### [What is expected]
Copy every row below word for word, leaving out the pictures.
— BEGIN —
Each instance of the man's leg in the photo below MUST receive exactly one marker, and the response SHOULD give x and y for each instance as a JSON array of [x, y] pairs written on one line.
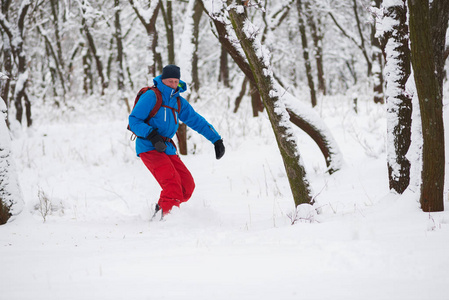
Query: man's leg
[[164, 171], [187, 182]]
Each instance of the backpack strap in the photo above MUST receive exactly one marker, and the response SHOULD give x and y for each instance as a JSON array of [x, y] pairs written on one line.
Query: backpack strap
[[158, 104], [175, 110]]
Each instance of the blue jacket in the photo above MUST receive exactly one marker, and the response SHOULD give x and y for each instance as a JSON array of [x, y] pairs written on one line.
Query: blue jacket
[[166, 121]]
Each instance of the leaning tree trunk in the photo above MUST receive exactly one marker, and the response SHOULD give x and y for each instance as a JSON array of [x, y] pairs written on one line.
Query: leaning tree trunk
[[399, 102], [431, 103], [315, 127], [93, 49], [276, 111]]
— END —
### [Correct answer]
Each instance of the man's leg in the photo below MUST receive exactly one marker, and the response SHOULD give x and y for each instance as a JSON array of [x, y] pairs written on one line.
Query: man's leg
[[164, 171], [187, 182]]
Each instance of the backpack strap in the photo above MUST receive exactly one marker, and the response SHOULD give x and y for each instance as a JSON array of [x, y] pairs written on one line.
Query: backpack strap
[[158, 104], [175, 110]]
Each instance of the blue jacket in the photo above MUST receive exactly one marker, and the response SHOULD give x and y for each instance as a JSON array of [x, y] pairs written on one line.
Query: blue jacket
[[166, 121]]
Each instance of the leaning tree trunk in the photo above MUST receive exactly one marker, and the response SHOULD give x and y for each instance as a JSON array of [x, y] pairs written on one line.
Query: leaning tree trunk
[[399, 102], [431, 103], [315, 127], [93, 49], [276, 111]]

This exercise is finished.